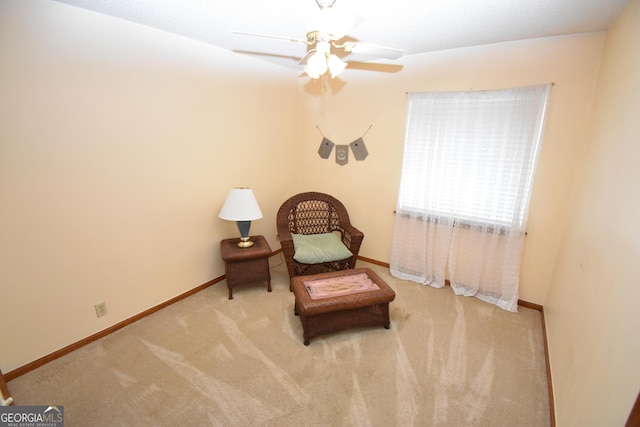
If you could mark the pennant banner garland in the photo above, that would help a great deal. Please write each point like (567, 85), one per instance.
(342, 151)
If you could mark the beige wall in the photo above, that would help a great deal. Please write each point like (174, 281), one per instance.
(118, 145)
(593, 320)
(369, 188)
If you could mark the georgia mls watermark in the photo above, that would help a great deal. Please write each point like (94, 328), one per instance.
(31, 416)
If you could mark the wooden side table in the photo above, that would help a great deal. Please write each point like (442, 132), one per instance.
(243, 265)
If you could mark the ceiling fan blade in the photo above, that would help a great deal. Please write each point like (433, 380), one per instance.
(269, 36)
(372, 66)
(373, 50)
(308, 55)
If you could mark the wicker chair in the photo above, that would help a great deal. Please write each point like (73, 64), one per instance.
(316, 213)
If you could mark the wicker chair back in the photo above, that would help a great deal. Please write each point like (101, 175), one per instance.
(316, 213)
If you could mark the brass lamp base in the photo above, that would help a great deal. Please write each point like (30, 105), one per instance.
(245, 242)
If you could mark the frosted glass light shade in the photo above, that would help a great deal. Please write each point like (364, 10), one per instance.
(316, 65)
(335, 65)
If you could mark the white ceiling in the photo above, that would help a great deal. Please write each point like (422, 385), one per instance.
(415, 26)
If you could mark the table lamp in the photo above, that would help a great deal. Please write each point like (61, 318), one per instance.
(241, 206)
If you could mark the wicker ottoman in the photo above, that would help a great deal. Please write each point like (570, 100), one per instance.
(335, 301)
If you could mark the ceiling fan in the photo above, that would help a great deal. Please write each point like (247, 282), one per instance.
(328, 42)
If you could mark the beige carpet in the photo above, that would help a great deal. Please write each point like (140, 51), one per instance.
(209, 361)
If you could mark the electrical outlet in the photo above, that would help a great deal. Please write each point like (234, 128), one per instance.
(101, 309)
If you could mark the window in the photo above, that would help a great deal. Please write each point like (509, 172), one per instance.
(471, 156)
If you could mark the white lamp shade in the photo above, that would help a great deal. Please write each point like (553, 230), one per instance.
(241, 205)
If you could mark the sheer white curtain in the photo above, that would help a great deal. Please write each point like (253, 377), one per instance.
(467, 172)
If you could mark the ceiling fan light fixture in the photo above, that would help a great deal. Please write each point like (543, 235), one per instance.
(316, 65)
(335, 65)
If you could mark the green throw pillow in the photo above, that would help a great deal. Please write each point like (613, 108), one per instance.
(317, 248)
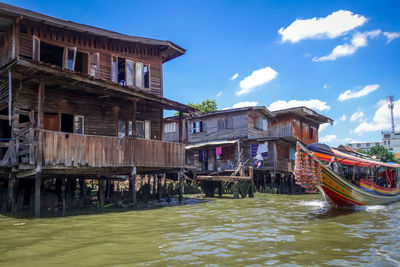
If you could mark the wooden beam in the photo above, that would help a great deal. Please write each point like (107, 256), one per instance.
(133, 181)
(38, 181)
(40, 104)
(180, 127)
(134, 118)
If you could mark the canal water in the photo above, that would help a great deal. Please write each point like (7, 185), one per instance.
(266, 230)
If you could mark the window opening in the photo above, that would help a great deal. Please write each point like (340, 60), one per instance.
(114, 69)
(139, 74)
(121, 71)
(147, 128)
(51, 54)
(81, 62)
(94, 65)
(69, 58)
(36, 49)
(140, 129)
(67, 123)
(146, 76)
(170, 127)
(121, 129)
(197, 127)
(79, 124)
(129, 72)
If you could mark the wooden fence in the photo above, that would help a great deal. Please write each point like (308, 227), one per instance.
(67, 149)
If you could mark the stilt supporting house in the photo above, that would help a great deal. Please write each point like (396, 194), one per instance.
(80, 104)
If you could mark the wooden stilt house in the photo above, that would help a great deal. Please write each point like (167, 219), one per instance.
(217, 141)
(78, 101)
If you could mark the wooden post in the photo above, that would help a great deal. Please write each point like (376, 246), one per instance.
(149, 186)
(10, 192)
(180, 178)
(155, 186)
(180, 127)
(40, 104)
(220, 189)
(159, 188)
(38, 181)
(236, 190)
(101, 191)
(133, 182)
(134, 118)
(63, 194)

------------------------------------------------------------------------

__Given request__.
Rewrite every line from the one containing "If you could mark the wooden stilt" through the last line, both the lines asking for marks and the lines holding points. Add -56 to each coordinate in the points.

__Answer to this task__.
If you could mark the wooden stilt house in the photo above, that would help a great deal. Please write each point like (167, 219), one per instance.
(161, 85)
(22, 45)
If you could mark the wooden post in the photo above, that would help a great deal. Please write each point like (376, 246), one per instance.
(93, 130)
(-46, 136)
(124, 122)
(99, 130)
(124, 71)
(-16, 48)
(164, 133)
(103, 132)
(-18, 125)
(180, 134)
(45, 135)
(77, 126)
(78, 62)
(7, 138)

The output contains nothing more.